++++ Supplied material ++++

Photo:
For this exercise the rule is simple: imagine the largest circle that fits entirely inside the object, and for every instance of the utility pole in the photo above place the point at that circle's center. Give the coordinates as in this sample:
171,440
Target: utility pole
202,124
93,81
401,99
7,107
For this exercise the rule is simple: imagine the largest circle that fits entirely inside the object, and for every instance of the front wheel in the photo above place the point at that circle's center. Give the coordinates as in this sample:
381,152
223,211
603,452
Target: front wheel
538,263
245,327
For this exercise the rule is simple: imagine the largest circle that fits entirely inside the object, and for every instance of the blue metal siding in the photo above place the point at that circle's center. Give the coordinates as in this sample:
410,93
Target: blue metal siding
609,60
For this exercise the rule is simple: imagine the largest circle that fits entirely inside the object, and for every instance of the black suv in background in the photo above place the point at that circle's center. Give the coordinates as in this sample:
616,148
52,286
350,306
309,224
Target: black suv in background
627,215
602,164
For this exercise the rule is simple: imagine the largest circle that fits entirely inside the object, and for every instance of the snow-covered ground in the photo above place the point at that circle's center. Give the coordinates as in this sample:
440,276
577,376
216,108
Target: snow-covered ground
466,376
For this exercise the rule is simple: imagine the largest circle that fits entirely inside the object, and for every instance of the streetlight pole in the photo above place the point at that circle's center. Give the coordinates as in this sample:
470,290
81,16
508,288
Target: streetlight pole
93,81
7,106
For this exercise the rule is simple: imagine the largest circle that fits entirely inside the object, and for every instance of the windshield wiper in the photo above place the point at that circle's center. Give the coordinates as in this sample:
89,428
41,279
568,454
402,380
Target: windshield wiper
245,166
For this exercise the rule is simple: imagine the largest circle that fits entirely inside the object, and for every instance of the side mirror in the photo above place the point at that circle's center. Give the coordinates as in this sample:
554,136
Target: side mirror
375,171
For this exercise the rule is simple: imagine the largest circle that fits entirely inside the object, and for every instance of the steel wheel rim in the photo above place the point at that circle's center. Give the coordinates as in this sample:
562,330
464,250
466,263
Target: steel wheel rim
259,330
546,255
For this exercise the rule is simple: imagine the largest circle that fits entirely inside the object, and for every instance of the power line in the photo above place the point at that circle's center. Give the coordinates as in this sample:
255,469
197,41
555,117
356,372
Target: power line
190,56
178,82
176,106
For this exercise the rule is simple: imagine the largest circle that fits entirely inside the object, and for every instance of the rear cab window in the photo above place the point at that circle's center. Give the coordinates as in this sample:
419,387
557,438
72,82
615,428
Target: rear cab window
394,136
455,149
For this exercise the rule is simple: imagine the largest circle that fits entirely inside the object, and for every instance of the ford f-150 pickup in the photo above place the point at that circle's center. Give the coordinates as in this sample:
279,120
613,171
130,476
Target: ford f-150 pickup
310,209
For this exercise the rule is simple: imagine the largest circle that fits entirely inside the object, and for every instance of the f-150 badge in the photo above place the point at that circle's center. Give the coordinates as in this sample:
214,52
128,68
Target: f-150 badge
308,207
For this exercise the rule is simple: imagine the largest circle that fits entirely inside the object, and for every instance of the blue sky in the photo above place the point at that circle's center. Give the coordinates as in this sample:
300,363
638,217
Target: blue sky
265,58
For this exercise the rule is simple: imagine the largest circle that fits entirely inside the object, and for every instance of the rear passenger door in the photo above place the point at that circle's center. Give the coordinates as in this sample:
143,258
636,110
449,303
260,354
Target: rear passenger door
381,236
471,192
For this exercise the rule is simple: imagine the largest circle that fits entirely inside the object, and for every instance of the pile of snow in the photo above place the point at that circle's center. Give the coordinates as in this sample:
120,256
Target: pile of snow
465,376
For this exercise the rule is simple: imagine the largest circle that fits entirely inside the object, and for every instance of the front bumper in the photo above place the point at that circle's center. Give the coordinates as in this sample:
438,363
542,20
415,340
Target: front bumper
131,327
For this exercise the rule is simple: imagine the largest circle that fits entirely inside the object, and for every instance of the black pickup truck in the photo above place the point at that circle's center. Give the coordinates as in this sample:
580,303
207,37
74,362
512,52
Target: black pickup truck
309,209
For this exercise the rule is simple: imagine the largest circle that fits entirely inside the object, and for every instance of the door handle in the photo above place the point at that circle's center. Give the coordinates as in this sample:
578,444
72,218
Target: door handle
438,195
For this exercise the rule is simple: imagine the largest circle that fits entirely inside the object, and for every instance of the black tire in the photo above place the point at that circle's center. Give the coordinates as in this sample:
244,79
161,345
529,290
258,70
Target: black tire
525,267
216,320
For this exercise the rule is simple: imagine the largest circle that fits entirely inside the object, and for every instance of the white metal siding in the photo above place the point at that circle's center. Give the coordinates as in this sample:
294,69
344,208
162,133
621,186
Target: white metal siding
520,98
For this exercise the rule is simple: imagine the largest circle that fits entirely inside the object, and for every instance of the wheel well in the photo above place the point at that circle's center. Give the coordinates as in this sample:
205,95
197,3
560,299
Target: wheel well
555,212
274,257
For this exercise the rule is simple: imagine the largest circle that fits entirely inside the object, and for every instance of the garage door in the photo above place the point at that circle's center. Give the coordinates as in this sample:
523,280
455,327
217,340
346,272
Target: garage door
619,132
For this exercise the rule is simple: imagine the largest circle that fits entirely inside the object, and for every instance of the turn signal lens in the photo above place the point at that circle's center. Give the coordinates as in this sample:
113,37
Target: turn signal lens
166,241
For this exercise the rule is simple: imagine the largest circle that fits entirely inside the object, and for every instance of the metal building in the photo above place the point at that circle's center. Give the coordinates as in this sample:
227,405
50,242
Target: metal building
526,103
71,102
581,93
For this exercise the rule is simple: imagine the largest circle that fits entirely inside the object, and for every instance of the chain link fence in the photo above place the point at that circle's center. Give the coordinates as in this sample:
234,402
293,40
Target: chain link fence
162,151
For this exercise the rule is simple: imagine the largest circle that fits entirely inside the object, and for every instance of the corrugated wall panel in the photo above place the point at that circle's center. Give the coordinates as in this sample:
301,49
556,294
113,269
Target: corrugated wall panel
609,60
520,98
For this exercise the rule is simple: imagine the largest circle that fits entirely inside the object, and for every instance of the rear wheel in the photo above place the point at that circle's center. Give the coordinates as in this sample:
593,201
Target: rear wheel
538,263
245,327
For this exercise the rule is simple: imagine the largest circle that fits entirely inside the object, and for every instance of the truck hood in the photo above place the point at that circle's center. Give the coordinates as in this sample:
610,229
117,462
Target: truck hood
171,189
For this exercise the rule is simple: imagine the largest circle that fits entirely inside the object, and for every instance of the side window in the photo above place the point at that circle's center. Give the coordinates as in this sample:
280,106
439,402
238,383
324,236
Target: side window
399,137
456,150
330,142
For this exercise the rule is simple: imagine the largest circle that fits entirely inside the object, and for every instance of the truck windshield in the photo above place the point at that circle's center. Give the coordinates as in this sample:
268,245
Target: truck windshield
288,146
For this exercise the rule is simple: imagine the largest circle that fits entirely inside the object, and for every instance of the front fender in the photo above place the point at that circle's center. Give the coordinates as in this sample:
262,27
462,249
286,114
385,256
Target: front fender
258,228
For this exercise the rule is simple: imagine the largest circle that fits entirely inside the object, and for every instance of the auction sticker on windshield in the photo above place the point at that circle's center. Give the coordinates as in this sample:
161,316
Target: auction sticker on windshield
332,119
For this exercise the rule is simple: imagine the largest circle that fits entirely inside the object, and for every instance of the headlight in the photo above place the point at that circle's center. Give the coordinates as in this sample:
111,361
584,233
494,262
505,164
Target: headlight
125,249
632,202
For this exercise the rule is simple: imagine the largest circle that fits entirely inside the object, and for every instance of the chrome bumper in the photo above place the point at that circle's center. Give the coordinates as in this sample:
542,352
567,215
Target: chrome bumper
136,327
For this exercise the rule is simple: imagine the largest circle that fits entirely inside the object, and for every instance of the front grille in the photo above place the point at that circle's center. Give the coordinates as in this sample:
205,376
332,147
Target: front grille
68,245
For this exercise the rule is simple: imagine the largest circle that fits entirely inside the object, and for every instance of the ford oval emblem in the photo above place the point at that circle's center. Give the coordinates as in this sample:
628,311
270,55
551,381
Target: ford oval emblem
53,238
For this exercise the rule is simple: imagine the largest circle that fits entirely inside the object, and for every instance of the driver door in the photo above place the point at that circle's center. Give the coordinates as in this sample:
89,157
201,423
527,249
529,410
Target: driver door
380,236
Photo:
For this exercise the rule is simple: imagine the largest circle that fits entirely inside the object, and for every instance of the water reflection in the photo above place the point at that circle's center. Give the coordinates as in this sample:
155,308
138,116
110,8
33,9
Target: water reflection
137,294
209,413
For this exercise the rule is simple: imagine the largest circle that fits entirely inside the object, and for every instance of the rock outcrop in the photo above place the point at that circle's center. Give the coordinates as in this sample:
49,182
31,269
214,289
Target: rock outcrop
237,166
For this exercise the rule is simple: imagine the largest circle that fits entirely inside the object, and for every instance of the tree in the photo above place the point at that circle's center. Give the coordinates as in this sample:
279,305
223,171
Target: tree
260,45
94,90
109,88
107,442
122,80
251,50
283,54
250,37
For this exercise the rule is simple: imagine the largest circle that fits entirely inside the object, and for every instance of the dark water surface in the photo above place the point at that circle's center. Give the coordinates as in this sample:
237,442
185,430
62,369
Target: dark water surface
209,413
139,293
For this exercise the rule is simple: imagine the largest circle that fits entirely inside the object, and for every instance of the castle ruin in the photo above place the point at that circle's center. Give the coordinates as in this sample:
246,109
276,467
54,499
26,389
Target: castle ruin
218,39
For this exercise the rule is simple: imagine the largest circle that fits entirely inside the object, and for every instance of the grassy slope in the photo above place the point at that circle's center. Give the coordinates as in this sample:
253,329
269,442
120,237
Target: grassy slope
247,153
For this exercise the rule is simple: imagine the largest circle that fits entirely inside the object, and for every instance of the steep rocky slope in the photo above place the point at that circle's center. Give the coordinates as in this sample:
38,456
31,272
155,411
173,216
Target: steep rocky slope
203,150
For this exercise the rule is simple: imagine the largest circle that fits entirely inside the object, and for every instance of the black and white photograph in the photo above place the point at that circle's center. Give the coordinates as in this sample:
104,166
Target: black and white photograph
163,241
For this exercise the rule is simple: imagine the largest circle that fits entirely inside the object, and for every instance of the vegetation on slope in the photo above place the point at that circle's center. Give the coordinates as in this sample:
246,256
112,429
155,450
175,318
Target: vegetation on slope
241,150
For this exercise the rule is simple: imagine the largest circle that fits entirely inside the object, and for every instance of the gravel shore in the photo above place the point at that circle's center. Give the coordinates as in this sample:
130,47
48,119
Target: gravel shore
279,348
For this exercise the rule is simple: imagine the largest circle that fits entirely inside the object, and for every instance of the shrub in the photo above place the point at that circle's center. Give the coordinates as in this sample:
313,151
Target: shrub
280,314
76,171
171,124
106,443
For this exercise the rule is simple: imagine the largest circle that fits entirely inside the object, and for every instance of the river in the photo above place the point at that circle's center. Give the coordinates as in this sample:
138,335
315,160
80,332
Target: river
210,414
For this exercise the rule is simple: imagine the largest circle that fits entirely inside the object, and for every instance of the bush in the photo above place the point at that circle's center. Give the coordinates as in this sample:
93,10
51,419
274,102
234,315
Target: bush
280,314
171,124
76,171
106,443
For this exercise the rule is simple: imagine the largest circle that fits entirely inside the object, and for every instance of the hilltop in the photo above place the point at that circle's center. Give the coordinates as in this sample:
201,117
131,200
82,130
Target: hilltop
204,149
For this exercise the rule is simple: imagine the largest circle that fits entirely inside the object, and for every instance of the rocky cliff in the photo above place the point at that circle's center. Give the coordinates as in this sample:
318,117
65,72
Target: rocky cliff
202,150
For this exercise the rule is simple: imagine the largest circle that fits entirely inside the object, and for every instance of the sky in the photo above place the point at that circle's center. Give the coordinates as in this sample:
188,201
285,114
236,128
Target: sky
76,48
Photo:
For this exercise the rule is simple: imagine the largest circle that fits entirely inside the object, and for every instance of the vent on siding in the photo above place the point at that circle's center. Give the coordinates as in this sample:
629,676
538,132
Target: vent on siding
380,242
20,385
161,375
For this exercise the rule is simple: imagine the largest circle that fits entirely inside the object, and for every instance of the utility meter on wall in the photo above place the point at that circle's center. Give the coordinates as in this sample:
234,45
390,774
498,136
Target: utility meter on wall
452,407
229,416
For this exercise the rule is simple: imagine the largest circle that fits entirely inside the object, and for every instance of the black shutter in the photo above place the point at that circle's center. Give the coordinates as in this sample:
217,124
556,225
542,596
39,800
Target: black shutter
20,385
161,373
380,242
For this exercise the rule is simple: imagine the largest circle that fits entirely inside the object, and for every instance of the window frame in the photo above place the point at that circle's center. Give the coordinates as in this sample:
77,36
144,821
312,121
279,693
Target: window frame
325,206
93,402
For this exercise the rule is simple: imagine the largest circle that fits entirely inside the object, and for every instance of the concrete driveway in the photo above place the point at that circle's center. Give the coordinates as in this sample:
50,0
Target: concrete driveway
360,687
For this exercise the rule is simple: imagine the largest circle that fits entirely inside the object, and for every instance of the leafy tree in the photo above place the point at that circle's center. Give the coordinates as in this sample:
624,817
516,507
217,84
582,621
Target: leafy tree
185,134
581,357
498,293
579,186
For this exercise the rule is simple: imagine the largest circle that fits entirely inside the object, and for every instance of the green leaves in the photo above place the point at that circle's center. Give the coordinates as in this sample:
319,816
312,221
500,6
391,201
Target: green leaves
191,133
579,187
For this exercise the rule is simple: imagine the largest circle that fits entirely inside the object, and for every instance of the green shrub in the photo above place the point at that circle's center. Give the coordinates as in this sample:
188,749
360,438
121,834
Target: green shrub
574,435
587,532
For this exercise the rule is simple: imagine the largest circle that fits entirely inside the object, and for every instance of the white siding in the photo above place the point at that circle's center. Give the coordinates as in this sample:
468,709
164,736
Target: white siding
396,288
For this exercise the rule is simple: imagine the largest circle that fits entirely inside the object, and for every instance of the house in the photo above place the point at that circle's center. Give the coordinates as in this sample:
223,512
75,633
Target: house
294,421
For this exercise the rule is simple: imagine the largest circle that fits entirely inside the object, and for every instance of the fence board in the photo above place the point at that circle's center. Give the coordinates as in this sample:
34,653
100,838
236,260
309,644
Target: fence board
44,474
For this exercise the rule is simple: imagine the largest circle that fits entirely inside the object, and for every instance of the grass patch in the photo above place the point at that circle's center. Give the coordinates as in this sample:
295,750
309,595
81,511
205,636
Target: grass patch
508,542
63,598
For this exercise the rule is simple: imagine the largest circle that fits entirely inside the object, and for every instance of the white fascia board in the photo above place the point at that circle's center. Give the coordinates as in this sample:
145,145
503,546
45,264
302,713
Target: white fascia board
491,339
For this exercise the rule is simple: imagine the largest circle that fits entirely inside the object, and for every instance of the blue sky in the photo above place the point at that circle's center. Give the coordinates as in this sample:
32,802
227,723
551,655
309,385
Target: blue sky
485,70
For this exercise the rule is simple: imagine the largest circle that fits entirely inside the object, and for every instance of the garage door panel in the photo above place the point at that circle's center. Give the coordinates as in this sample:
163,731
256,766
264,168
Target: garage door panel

++++

Copy out exactly the line holding "Target: house" and each line after it through the end of the entries, and leave out everything else.

Solution to this exercise
Target: house
294,421
For this exercise the rule is simple: imagine the largest circle that fits entirely inside the object, and for every instance of the fence board in the photo above place the point at that circle's center. Give the coordinates as in this sample:
34,653
100,838
236,260
309,644
Target: fence board
44,474
For this exercise the rule is simple: imagine the largest circle that fits entirely inside the object, and for every instance of the grass patch in the photo above place the point at that circle's center. Give the coordinates as in this sample:
295,750
309,595
81,511
205,636
Target: grass patch
508,542
63,598
For this exercise the rule is simple: imagine the largest circle that fits entirely inside the object, and for every instance of the white fascia board in the photo above place the point at that circle's center. Give the coordinates as in this sample:
145,145
503,546
45,264
302,713
Target: white fascia board
491,339
For this exercise the rule is simple: imagine the largest circle that fits entirely inside the object, and for every instance of the blue sky in the photo above place the point at that circle's center. Give the coordinates as in this sample:
32,802
227,723
551,655
309,385
Target: blue sky
485,70
For this exercise the rule is simple: imagine the largest circle that fits entirely inside the object, and for every instance of the garage door panel in the photo above place the point at that circle's center. Give the coordinates as in this sample:
163,731
256,766
264,168
Target: garage door panel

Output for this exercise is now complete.